— start QUOTED PASSAGE —
National Employment Standards

  1. Clause 1.4.4 of the Agreement states:

‘This Agreement operates to the exclusion of the Award or any modern award or industrial instrument. Legislation (including the NES) or employer policy referred to in this Agreement is not incorporated into the Agreement’.

  1. Clause 1.4.5 of the Agreement goes on to state:

    ‘This Agreement is to be read and interpreted in conjunction with the NES. Where there is any inconsistency between the Agreement and the NES, the more beneficial provision to an employee will take precedence.”

  1. The AWU raised a concern about clause 1.4.4, stating that it is unclear how the exclusion of the NES provisions would leave employees better off.

  1. The employers covered by the Agreement provided an undertaking (Undertaking 1) to address this concern and which states:

‘Notwithstanding clause 1.4.4 of the Agreement, the employer acknowledges that this Agreement will operate in accordance with sections 55 and 56 of the Fair Work Act 2009 (Cth) (Act), including that this Agreement will not exclude the National Employment Standards (NES).’

  1. I am satisfied that Undertaking 1, together with clause 1.4.5 of the Agreement, will have the effect that the more beneficial entitlements of the NES will prevail where there is an inconsistency between the Agreement and the NES.

Better off overall test

  1. The Building and Construction General On-site Award 2020 (Award) is the relevant test for the purposes of the better off overall test (BOOT). BOOT concerns were raised, and I deal with those concerns below. The employers covered by the Agreement provided undertakings in respect of most of those concerns and the views of the bargaining representatives were sought in relation to the undertakings.

BOOT concerns – undertakings provided

Stage 1 apprentices

  1. The Commission and AWU raised a concern that first year/stage 1 apprentices were not better off overall under the Agreement. The employers covered by the Agreement provided an undertaking (Undertaking 2) to address this concern and I am satisfied that it does so.

Ordinary hours

  1. Clause 4.1.1 of the Agreement provides:

‘Except as provided in subclause 4.6 – ‘Shiftwork’, the ordinary hours of work will be 38 per week, worked between 6.00am and 6.00pm (i.e. the “spread of hours), Monday to Sunday’.

  1. The AWU raised a concern that this is less beneficial than clause 16.1 of the Award which provides for a spread of hours of 7.00am to 6.00pm Monday to Sunday. In particular, clause 16.1 of the Award states:

‘Except as provided in clause 17—Shiftwork, the ordinary working hours will be 38 per week (averaged over a 20 day 4 week cycle to allow for the accrual and taking of rostered days off (RDO)), worked between 7.00 am and 6.00 pm Monday to Friday in accordance with the procedures in clauses 16.2to 16.7.”

  1. The AWUsubmitted that there is a detriment in that employees would have received penalty rates under the Award.
— end QUOTED PASSAGE —
* WHAT YOU WILL DO: According to the excerpt on the Agreement and the National Employment Standards, which award is the relevant test for the better off overall test? The records that follow have no connection to the text above.
— start DATA SECTION —
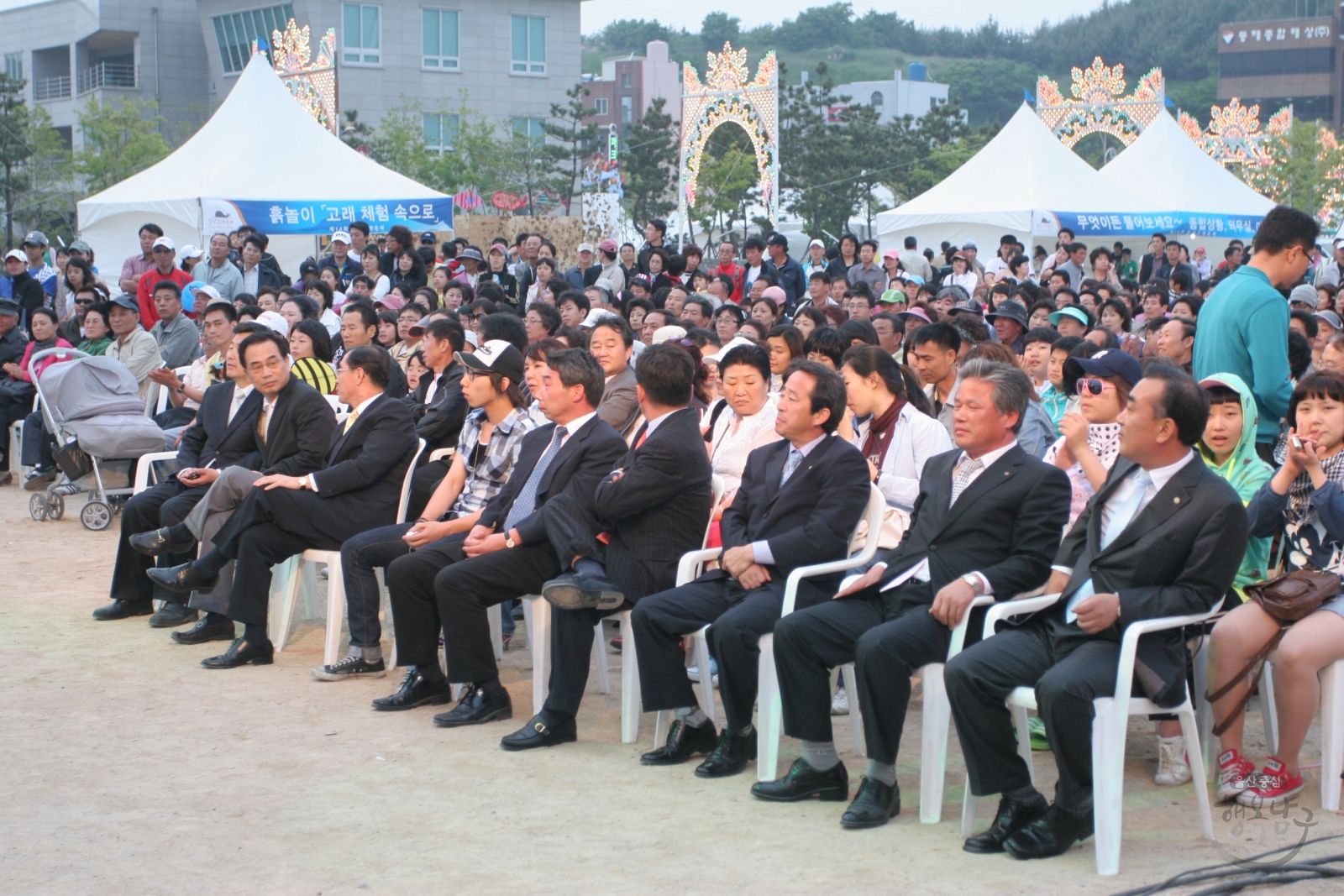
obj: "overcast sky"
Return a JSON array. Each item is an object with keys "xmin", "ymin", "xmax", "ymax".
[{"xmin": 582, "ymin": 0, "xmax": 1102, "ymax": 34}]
— end DATA SECTION —
— start DATA SECTION —
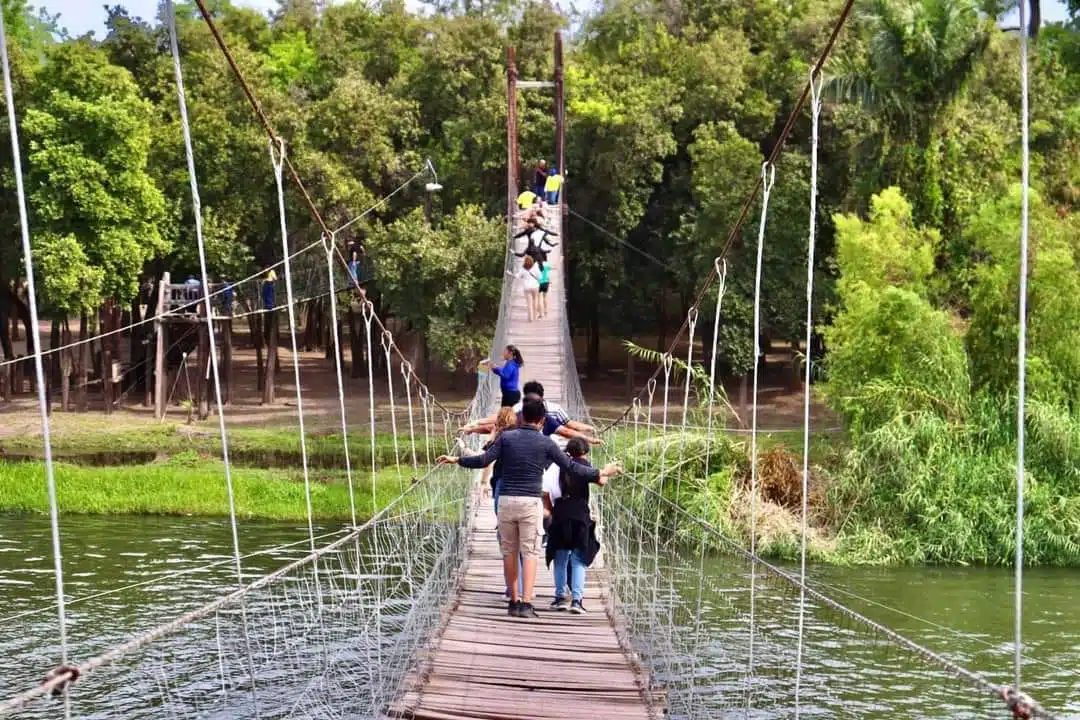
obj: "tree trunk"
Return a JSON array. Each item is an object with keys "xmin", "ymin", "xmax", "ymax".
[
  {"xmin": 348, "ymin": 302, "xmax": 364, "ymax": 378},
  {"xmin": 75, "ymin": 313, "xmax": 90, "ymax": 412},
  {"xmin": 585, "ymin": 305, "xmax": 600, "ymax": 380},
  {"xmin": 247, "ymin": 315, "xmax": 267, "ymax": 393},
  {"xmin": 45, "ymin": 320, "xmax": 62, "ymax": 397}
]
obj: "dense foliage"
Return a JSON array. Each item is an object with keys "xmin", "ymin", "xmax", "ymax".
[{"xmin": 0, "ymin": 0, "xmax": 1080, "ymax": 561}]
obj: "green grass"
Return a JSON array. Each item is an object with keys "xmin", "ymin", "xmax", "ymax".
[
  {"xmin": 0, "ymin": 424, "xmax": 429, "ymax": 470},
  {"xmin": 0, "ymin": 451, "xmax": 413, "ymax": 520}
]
— end DATA SECTION —
* FINISHED TASK: The Building and Construction General On-site Award 2020.